Referring expression pointing data:
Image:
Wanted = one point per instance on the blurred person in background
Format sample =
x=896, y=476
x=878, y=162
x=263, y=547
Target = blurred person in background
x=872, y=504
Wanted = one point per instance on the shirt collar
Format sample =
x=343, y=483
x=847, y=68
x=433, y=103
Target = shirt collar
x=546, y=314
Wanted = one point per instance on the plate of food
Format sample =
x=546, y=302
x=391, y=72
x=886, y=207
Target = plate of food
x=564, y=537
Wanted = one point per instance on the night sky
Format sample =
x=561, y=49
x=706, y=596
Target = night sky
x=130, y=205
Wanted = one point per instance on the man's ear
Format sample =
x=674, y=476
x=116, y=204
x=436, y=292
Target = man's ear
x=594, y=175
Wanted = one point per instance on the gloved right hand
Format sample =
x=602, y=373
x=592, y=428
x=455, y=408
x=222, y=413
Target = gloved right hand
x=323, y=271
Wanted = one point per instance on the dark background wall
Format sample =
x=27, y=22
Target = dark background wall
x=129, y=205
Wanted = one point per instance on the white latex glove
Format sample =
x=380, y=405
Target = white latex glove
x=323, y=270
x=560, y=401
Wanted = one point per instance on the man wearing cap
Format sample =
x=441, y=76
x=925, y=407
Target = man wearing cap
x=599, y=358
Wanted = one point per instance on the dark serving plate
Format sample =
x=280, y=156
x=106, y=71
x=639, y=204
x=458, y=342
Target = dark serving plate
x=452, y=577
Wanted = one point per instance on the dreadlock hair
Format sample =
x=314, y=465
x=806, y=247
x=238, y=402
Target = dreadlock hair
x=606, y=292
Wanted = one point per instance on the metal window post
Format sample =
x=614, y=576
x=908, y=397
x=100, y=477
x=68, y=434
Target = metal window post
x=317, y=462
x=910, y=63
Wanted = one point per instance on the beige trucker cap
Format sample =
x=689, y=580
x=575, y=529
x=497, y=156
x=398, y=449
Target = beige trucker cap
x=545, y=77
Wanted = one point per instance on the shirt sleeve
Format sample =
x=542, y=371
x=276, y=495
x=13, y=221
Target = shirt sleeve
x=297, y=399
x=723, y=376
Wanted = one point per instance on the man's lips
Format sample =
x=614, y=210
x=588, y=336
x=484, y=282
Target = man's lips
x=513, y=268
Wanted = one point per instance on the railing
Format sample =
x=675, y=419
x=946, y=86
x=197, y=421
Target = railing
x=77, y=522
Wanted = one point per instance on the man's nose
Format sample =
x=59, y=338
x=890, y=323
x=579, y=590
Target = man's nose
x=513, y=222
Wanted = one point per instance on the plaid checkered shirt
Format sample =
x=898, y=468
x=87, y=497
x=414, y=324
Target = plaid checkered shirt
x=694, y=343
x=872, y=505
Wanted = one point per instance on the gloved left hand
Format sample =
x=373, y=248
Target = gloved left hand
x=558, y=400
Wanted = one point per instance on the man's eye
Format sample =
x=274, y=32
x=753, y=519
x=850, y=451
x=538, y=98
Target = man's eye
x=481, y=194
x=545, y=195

WHAT YOU HAVE TO DO: Return the data in its entirety, exactly as given.

TASK RESPONSE:
Image:
Wanted = one point per instance on the blurred person in background
Format sample =
x=896, y=476
x=878, y=162
x=263, y=547
Target = blurred person in background
x=872, y=504
Wanted = one point per instance on the shirt collar
Format sample =
x=343, y=483
x=847, y=68
x=433, y=103
Target = shirt collar
x=546, y=314
Wanted = one point per instance on the plate of food
Format sample =
x=546, y=302
x=391, y=72
x=886, y=207
Target = plate of food
x=564, y=537
Wanted = one point per instance on the night sky
Format sample =
x=561, y=49
x=706, y=596
Target = night sky
x=130, y=205
Wanted = one point per instance on the man's ear
Format sample =
x=674, y=476
x=116, y=204
x=436, y=292
Target = man's ear
x=594, y=175
Wanted = one point per instance on the gloved right hand
Format sample =
x=602, y=373
x=592, y=428
x=455, y=408
x=222, y=413
Target = gloved right hand
x=323, y=271
Wanted = one point per instance on the dark background wall
Format sample =
x=27, y=22
Target = dark background wall
x=129, y=205
Wanted = one point per instance on the white latex glove
Format sample =
x=380, y=405
Target = white latex glove
x=323, y=270
x=560, y=401
Wanted = one point per instance on the man wearing cap
Format sample =
x=441, y=76
x=925, y=407
Target = man wearing cap
x=599, y=358
Wanted = one point per instance on the dark serving plate
Format sample =
x=280, y=156
x=106, y=71
x=639, y=204
x=458, y=342
Target = dark serving plate
x=452, y=577
Wanted = one point per instance on the dreadlock hair
Format sample =
x=314, y=465
x=806, y=247
x=238, y=402
Target = dreadlock hair
x=606, y=292
Wanted = one point per instance on the metal window post
Format sample =
x=614, y=576
x=908, y=397
x=100, y=477
x=68, y=434
Target = metal window post
x=317, y=462
x=910, y=63
Wanted = one point per instance on the beige trucker cap
Format sample =
x=689, y=580
x=575, y=529
x=497, y=156
x=398, y=449
Target = beige trucker cap
x=545, y=77
Wanted = one point per instance on the shirt sleeve
Format sample =
x=542, y=371
x=276, y=495
x=13, y=221
Target = shirt sleeve
x=297, y=399
x=723, y=376
Wanted = one point per instance on the man's lips
Format sample =
x=614, y=210
x=588, y=336
x=484, y=282
Target = man's lips
x=513, y=268
Wanted = one point per instance on the railing
Format sample =
x=675, y=419
x=946, y=86
x=197, y=421
Target = railing
x=77, y=522
Wanted = one point per instance on the man's nose
Format sample =
x=59, y=338
x=890, y=323
x=579, y=590
Target = man's nose
x=513, y=222
Wanted = one point per instance on the plaid checkered shirt
Format sample =
x=898, y=468
x=87, y=497
x=414, y=324
Target = plaid checkered shirt
x=694, y=343
x=872, y=505
Wanted = one point per instance on the gloved left hand
Format sample =
x=373, y=248
Target = gloved left hand
x=558, y=400
Wanted = one point per instance on the man's eye
Format sample =
x=274, y=32
x=753, y=519
x=850, y=451
x=538, y=98
Target = man's eye
x=481, y=194
x=545, y=195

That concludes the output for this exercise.